§ **Challenge**
Update the material from the line containing "any red tile" through the line containing "[264,124,322,166]", both included, by replacing "red tile roof" with "terracotta roof" and leaving everything else unchanged.

§ **Dataset records**
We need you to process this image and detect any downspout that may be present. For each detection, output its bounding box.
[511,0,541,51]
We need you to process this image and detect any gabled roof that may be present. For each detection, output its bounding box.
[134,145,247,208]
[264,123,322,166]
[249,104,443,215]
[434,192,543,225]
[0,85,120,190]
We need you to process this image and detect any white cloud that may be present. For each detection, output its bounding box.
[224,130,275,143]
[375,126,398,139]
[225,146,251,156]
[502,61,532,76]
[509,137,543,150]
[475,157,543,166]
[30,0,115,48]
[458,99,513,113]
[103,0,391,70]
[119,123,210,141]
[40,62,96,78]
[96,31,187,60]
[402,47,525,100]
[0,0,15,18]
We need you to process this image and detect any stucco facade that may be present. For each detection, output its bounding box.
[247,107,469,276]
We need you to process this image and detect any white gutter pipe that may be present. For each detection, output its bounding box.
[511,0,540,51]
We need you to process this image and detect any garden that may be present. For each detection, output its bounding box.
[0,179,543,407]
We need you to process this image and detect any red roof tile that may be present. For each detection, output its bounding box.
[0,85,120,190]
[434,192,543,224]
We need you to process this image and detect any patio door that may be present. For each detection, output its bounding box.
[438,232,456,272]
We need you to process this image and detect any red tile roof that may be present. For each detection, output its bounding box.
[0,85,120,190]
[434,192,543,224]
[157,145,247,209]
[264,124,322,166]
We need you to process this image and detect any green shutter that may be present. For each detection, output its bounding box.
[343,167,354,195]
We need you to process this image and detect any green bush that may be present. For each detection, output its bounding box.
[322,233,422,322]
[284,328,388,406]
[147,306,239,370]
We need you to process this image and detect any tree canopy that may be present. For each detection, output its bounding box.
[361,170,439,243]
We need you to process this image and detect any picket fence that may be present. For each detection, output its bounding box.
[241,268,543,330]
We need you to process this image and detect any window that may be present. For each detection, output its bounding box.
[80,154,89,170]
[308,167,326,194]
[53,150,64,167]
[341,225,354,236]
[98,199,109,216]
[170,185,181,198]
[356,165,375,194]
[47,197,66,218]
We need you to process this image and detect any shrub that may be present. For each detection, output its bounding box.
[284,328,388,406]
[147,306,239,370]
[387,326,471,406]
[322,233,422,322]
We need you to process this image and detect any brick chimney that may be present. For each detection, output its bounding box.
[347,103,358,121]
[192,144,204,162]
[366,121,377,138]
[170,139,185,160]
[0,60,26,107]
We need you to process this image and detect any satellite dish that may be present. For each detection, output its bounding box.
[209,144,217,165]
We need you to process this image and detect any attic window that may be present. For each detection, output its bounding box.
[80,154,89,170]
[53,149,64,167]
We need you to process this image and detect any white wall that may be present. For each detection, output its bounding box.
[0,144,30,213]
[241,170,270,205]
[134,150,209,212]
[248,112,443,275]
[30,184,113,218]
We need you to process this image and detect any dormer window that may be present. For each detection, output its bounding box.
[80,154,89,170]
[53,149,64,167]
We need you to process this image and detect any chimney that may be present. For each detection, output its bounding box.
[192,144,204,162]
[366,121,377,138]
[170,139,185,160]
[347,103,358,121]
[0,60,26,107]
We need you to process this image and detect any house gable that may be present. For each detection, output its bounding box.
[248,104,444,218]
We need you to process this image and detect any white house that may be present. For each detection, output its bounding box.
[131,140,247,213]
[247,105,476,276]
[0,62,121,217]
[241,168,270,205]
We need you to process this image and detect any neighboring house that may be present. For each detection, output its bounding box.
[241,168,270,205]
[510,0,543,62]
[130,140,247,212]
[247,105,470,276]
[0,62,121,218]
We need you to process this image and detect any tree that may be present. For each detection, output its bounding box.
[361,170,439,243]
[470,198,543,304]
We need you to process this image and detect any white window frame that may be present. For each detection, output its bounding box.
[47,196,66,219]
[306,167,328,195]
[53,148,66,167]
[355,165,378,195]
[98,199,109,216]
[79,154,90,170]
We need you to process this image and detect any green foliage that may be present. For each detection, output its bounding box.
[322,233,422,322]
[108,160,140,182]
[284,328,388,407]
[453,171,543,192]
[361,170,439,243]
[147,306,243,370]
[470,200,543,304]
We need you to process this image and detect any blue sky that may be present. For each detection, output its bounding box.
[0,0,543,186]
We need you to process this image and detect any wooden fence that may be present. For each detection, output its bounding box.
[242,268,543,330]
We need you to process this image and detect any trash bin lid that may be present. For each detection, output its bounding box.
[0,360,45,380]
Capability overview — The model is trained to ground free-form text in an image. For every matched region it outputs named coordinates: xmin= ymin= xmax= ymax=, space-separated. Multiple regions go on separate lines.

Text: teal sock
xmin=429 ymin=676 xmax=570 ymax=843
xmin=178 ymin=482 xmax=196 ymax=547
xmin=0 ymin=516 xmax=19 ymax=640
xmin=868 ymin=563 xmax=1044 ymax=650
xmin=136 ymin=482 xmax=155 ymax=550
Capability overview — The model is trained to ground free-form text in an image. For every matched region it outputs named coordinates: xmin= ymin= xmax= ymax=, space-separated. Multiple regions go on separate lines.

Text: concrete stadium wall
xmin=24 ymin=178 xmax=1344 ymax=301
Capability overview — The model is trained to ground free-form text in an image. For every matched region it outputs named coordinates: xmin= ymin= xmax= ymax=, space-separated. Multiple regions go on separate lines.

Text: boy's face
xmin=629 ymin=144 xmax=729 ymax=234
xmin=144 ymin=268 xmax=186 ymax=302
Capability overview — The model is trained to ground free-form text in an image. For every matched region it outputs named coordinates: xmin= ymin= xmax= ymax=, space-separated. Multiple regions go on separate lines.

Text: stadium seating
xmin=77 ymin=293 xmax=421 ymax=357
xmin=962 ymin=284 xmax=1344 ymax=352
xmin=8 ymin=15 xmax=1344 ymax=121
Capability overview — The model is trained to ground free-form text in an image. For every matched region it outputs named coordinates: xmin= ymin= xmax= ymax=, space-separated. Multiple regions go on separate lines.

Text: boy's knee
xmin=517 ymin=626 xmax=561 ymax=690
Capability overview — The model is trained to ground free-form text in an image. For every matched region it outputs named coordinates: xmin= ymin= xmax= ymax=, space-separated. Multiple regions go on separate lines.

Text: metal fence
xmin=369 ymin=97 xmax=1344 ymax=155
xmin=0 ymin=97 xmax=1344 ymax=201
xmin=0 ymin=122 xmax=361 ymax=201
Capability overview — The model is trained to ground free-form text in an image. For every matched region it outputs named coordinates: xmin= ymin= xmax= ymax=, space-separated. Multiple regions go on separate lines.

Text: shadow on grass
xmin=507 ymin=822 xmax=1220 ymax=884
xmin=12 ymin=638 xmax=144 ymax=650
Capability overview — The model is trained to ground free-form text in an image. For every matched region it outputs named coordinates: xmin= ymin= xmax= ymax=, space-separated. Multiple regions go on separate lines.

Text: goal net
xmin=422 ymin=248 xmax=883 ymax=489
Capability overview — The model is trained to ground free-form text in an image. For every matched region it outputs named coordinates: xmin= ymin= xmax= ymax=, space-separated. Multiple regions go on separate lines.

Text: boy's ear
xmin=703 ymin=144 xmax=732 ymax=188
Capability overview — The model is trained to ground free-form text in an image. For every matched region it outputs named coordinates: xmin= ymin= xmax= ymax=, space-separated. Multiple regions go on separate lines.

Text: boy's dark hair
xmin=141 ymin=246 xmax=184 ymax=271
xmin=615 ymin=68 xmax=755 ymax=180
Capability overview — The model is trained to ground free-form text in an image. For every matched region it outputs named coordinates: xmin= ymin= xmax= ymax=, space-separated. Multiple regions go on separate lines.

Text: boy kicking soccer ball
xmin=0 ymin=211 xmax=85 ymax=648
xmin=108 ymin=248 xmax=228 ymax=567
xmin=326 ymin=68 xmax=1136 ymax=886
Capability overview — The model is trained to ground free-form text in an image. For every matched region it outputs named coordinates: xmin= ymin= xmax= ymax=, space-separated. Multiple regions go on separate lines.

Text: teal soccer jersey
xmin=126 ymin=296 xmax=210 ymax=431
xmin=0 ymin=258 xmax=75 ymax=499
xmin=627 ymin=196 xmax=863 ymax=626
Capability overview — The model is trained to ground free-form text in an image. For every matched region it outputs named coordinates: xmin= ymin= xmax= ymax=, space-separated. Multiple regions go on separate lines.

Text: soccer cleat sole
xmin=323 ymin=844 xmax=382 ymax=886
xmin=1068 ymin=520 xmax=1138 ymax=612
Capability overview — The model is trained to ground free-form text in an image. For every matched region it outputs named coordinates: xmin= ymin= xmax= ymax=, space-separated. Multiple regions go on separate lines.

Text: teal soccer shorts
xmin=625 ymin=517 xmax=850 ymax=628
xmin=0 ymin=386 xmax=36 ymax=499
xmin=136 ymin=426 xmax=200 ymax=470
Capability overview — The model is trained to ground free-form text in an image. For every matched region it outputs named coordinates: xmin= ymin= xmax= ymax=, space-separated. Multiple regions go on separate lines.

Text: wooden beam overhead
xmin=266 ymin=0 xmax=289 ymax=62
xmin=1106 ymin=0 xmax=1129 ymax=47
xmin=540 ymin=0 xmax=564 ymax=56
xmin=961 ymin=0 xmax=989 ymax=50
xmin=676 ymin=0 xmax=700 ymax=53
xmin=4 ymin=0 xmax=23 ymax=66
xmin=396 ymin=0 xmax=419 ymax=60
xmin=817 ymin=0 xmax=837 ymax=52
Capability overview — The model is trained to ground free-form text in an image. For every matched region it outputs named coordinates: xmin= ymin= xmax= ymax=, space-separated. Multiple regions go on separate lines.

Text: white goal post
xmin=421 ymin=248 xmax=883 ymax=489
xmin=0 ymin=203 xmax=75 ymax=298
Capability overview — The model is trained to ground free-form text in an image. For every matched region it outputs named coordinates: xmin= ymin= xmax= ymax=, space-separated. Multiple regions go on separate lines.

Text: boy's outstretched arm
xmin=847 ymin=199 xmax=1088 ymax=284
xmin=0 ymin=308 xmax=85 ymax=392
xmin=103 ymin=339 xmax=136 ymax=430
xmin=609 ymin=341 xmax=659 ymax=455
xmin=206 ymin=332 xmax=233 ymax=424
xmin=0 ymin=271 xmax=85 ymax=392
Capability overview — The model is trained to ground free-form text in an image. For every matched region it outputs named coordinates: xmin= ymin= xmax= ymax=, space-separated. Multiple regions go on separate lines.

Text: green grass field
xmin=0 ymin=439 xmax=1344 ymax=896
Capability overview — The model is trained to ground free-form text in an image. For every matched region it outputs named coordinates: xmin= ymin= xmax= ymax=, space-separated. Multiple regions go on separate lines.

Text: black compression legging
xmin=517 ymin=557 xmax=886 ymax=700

§ **Right answer**
We need you to process this image and detect any terracotta roof that may be present. For each detection, output its bounding box.
[0,85,120,190]
[434,192,543,224]
[157,145,247,209]
[264,124,322,166]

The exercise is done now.